## Your objective
Retype the records below from their start through the line containing "point(126, 36)", including both ends. Leave the pictures out of your copy.

## Dataset content
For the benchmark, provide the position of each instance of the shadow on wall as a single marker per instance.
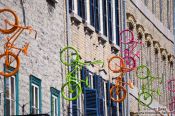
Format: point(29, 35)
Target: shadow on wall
point(51, 5)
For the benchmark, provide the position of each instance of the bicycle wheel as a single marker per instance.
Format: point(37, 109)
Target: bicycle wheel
point(69, 56)
point(130, 63)
point(8, 14)
point(145, 98)
point(118, 93)
point(171, 84)
point(116, 64)
point(73, 88)
point(7, 60)
point(143, 72)
point(126, 36)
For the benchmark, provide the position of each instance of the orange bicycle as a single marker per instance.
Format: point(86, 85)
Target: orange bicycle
point(8, 57)
point(120, 91)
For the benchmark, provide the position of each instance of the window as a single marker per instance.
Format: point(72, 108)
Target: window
point(35, 95)
point(81, 8)
point(55, 102)
point(94, 14)
point(146, 2)
point(117, 22)
point(109, 20)
point(11, 102)
point(71, 5)
point(104, 17)
point(153, 6)
point(168, 14)
point(161, 9)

## Exercise solution
For the benchmark, provide the position of each instance of the shadow on wall as a single marker per instance.
Format: point(29, 35)
Target: shadow on wall
point(51, 5)
For the benchmark, provide the position of each instance of the bicycle wheel as a single marker per instance.
Format: point(37, 109)
Target: bicycle wheel
point(69, 56)
point(130, 63)
point(8, 14)
point(145, 98)
point(118, 93)
point(171, 84)
point(116, 64)
point(73, 88)
point(7, 60)
point(143, 72)
point(126, 36)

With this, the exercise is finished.